WHAT THE EXERCISE ASKS
Reproduce the passage on distributed systems below word for word, starting with "Distributed messaging is" and going on through "scalability, and persistence.".

SELECTION
********
Because by definition distribution systems are composed of multiple machines that communicate with each other, partition tolerance becomes mandatory for every system. For example, if you have two nodes that accept information and their connection is down, it would be impossible for them to be available while also providing consistency. The trade-off is the following, both nodes do not know what the other one is doing, as such they can either go offline (unavailable), or work with inconsistent data. Furthermore, network latency can become an issue if you have a network of machines that need to synchronize to achieve strong consistency. These are some of the reasons why system designers usually tend to pair partition tolerance with availability.
Distributed computing is a technique through which components of a software system are shared among multiple computers to improve efficiency and performance. Prominently used in processing big data, it involves the splitting of an enormous task that no single computer can complete into smaller, more manageable tasks and distributing them between multiple machines that work in parallel to solve the task, after which the results are aggregated. The benefit of the distributed computing technique is that theoretically, you have the potential to scale horizontally indefinitely to increase computing capacity (to add new machines to the network that can take part of the workload).
Distributed file systems are very similar to distributed data stores, in the sense that they are systems tasked with storing and facilitating access to large amounts of data across a cluster of machines that appear as a single entity. Distributed file systems make it convenient to share information and files among users on a network in a controlled and authorized way. The server allows the client users to share files and store data similar to storing the information locally. However, servers have full control over the data and give access control to the clients.
Distributed messaging is based on the concept of reliable message queuing. Messages are queued asynchronously between client applications and messaging systems. A distributed messaging system provides the benefits of reliability, scalability, and persistence.
Messaging systems provide a central place for the storage and propagation of messages/events inside your overall system. They allow you to decouple your application logic from directly talking with your other systems.
Distributed messaging follows the publish-subscribe model where the senders of the messages are called publishers and those who want to receive the messages are called subscribers.
********
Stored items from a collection
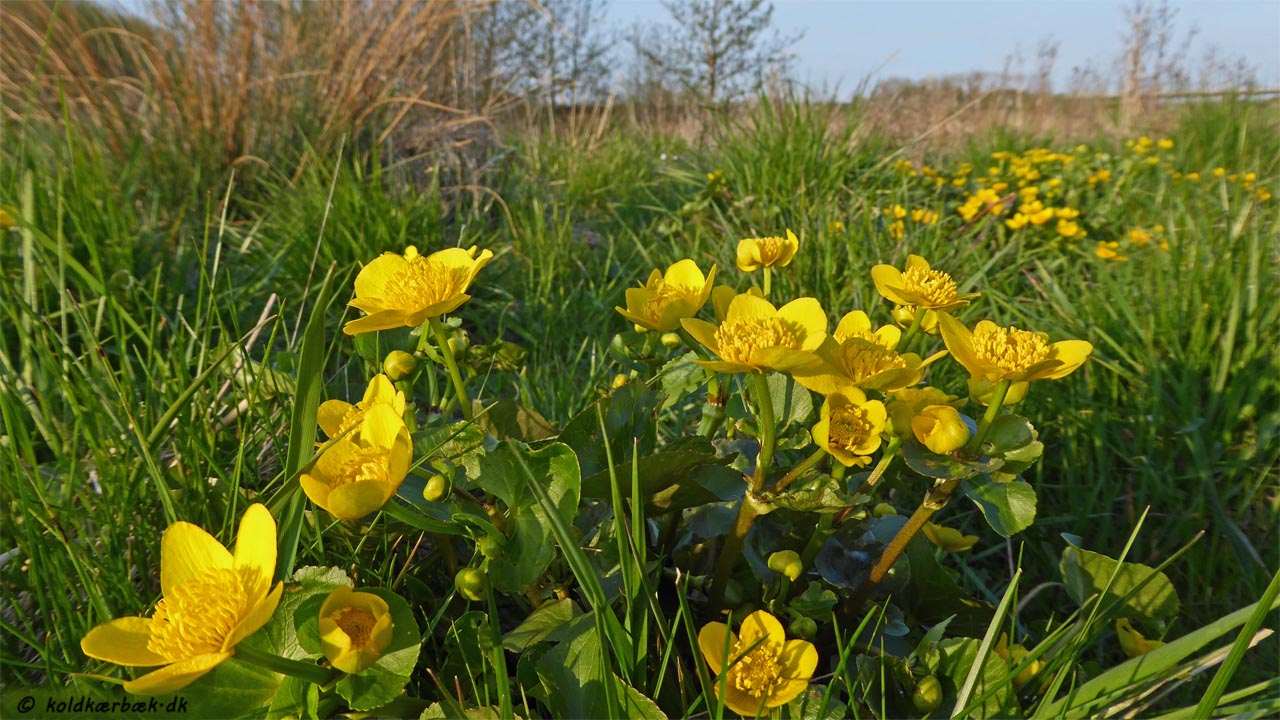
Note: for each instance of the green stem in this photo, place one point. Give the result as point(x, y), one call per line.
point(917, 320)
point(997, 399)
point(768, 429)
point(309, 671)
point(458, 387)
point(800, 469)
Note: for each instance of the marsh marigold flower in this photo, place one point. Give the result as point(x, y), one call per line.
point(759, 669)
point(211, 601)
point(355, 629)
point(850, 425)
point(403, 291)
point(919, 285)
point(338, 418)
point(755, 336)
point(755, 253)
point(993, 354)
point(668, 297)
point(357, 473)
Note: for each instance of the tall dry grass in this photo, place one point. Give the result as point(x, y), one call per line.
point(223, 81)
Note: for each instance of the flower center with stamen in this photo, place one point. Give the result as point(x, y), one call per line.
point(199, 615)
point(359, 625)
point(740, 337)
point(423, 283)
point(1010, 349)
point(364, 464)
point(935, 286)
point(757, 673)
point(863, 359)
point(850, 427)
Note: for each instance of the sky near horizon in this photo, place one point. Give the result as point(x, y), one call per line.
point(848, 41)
********
REPLY
Distributed messaging is based on the concept of reliable message queuing. Messages are queued asynchronously between client applications and messaging systems. A distributed messaging system provides the benefits of reliability, scalability, and persistence.